Outline entries for images:
□ □ □ □ □ □ □

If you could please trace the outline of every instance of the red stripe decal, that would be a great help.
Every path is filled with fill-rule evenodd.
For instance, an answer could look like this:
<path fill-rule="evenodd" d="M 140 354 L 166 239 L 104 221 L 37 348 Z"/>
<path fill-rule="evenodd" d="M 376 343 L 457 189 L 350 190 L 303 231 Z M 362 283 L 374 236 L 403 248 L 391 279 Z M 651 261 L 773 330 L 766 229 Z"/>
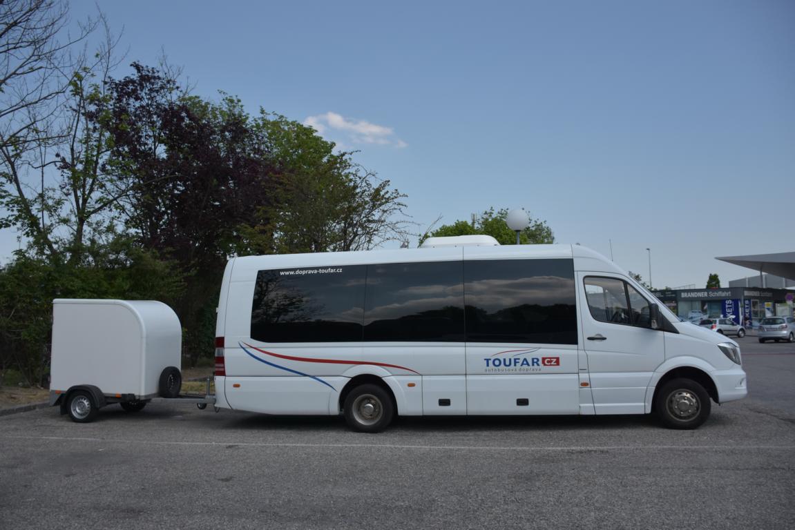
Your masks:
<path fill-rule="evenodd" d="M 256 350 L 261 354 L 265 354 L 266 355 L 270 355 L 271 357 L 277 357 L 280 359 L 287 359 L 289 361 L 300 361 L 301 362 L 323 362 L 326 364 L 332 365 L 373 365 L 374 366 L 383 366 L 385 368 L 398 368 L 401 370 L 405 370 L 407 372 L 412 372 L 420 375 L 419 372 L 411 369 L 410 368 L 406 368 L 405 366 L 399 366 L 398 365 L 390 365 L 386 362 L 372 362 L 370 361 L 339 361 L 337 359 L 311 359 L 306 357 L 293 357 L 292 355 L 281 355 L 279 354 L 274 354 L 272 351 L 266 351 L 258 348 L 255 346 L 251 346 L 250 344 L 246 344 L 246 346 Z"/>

□ □ □ □ □ □ □

• [WHAT IS BEING ASKED]:
Recast the entries above as a two-column CSV with the headers "request" and "outline," one row per entry, putting each entry's text and its answer into a single quoted field apiece with line breaks changed to spaces. Leave out the pictures.

• [TASK ANSWER]:
request,outline
"If you could please trace the outline of every instance of the red stripe decal, that would be a great help. Every path is filled with fill-rule evenodd. For instance, an answer could look like this: <path fill-rule=""evenodd"" d=""M 140 354 L 166 239 L 104 221 L 37 348 Z""/> <path fill-rule=""evenodd"" d=""M 376 343 L 457 189 L 350 190 L 303 231 Z M 362 283 L 374 236 L 403 248 L 391 279 Z M 651 261 L 773 330 L 766 229 Z""/> Your masks:","<path fill-rule=""evenodd"" d=""M 256 350 L 261 354 L 265 354 L 266 355 L 270 355 L 271 357 L 277 357 L 280 359 L 287 359 L 289 361 L 300 361 L 301 362 L 323 362 L 326 364 L 332 365 L 373 365 L 374 366 L 383 366 L 385 368 L 398 368 L 401 370 L 405 370 L 407 372 L 412 372 L 420 375 L 419 372 L 411 369 L 410 368 L 406 368 L 405 366 L 399 366 L 398 365 L 390 365 L 386 362 L 372 362 L 370 361 L 339 361 L 337 359 L 311 359 L 306 357 L 293 357 L 292 355 L 281 355 L 279 354 L 274 354 L 272 351 L 266 351 L 258 348 L 255 346 L 251 346 L 250 344 L 246 344 L 246 346 Z""/>"